* _Set problem_
Pull out every line of the records below that contains the string "post", copying each one in full and in its original order.

* _Provided entries_
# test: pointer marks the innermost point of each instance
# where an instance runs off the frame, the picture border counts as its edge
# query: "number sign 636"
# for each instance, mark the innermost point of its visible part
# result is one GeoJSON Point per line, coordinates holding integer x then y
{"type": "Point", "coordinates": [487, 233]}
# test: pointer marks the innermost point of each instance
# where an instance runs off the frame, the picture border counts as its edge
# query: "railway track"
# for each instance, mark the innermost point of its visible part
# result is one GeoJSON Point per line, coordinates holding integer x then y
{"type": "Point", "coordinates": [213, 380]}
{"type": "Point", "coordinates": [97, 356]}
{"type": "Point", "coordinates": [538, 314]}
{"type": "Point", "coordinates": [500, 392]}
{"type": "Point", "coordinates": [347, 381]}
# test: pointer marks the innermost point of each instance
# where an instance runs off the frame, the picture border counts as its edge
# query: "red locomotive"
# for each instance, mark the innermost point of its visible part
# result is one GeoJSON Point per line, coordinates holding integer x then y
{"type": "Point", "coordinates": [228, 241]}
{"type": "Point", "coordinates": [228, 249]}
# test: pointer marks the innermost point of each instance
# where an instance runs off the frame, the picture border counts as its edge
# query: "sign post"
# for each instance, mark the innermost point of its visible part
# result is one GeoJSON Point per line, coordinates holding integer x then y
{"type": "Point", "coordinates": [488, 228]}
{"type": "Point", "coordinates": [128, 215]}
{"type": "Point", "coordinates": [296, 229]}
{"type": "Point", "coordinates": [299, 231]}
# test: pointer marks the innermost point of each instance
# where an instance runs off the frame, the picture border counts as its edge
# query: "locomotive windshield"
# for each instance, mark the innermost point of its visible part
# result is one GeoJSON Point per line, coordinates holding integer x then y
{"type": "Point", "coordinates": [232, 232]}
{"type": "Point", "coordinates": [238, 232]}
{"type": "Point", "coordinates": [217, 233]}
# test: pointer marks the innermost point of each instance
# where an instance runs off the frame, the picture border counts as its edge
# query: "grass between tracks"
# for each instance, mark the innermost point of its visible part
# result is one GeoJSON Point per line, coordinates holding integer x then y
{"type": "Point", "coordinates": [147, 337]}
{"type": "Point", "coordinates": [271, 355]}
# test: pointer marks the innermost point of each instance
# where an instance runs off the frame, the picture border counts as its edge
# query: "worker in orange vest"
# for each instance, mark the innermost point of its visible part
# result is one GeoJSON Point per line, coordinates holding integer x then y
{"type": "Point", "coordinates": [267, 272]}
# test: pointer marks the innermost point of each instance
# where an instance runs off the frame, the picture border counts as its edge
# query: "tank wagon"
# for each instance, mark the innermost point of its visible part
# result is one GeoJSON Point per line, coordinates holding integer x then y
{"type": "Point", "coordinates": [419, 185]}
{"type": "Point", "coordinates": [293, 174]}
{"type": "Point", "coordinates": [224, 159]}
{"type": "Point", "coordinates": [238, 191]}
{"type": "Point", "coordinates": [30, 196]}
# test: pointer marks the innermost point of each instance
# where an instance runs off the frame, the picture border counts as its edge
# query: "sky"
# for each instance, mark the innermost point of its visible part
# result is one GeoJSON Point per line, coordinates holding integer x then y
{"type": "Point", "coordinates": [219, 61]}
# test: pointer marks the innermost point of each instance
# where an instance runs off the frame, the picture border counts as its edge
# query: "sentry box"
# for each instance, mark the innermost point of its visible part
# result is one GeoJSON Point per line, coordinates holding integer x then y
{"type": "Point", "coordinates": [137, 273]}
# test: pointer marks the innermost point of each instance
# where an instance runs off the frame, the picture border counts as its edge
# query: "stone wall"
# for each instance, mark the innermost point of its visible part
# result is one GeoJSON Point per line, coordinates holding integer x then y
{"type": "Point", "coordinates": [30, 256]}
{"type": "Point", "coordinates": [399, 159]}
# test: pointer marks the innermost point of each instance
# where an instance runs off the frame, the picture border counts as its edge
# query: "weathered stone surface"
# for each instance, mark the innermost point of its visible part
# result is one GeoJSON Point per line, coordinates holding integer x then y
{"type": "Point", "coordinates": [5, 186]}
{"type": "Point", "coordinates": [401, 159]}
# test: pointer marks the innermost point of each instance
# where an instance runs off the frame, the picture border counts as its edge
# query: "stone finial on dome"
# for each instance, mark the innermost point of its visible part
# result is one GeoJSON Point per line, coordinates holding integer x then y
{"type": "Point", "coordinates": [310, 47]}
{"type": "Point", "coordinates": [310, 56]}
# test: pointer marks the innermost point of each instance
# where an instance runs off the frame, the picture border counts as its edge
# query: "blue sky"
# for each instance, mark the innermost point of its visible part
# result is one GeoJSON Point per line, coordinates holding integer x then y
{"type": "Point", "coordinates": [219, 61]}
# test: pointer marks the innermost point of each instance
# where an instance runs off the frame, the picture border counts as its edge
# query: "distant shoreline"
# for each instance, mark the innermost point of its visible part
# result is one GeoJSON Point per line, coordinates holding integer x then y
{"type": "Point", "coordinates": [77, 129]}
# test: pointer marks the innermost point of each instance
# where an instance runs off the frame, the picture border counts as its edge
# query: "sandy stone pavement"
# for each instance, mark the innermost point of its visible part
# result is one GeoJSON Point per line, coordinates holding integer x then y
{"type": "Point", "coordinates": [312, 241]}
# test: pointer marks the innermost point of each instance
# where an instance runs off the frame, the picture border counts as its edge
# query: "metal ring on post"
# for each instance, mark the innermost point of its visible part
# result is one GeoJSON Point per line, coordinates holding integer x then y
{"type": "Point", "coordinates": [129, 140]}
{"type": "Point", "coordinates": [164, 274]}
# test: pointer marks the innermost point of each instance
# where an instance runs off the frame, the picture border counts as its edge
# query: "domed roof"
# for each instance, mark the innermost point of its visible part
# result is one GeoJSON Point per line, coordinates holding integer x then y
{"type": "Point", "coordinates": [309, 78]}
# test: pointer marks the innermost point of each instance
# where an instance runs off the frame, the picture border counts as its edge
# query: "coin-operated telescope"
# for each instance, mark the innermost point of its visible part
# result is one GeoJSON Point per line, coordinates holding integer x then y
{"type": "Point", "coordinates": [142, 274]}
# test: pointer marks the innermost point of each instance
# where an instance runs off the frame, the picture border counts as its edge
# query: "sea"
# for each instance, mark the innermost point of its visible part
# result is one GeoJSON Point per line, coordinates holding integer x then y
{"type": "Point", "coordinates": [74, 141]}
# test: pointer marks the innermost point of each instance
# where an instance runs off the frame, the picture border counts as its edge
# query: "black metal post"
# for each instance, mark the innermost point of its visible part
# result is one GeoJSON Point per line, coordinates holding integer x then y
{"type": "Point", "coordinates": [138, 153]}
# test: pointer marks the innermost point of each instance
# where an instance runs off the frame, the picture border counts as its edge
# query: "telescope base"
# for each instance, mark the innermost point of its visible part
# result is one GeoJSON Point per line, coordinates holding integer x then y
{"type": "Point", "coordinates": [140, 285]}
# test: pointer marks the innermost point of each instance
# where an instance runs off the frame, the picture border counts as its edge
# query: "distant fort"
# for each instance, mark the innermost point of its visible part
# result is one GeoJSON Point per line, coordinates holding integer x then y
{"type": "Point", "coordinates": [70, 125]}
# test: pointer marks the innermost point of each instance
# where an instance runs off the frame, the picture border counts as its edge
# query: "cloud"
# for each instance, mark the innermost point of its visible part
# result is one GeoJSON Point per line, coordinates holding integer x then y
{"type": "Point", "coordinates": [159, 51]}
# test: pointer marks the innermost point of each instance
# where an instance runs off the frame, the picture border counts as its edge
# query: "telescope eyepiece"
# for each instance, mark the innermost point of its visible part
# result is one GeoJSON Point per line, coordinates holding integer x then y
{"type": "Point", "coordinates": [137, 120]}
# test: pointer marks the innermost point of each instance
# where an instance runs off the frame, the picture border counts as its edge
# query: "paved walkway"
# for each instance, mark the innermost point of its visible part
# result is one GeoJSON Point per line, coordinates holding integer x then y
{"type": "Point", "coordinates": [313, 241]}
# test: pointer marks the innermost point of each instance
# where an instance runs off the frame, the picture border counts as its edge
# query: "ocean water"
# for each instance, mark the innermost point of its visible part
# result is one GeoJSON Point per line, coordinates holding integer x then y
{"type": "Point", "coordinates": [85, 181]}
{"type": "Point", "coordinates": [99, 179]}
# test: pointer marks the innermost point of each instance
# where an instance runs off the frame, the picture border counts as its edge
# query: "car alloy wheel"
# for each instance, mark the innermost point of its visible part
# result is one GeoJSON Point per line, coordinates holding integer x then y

* _Task output_
# query: "sign post"
# query: "metal ring on post"
# query: "black metal post"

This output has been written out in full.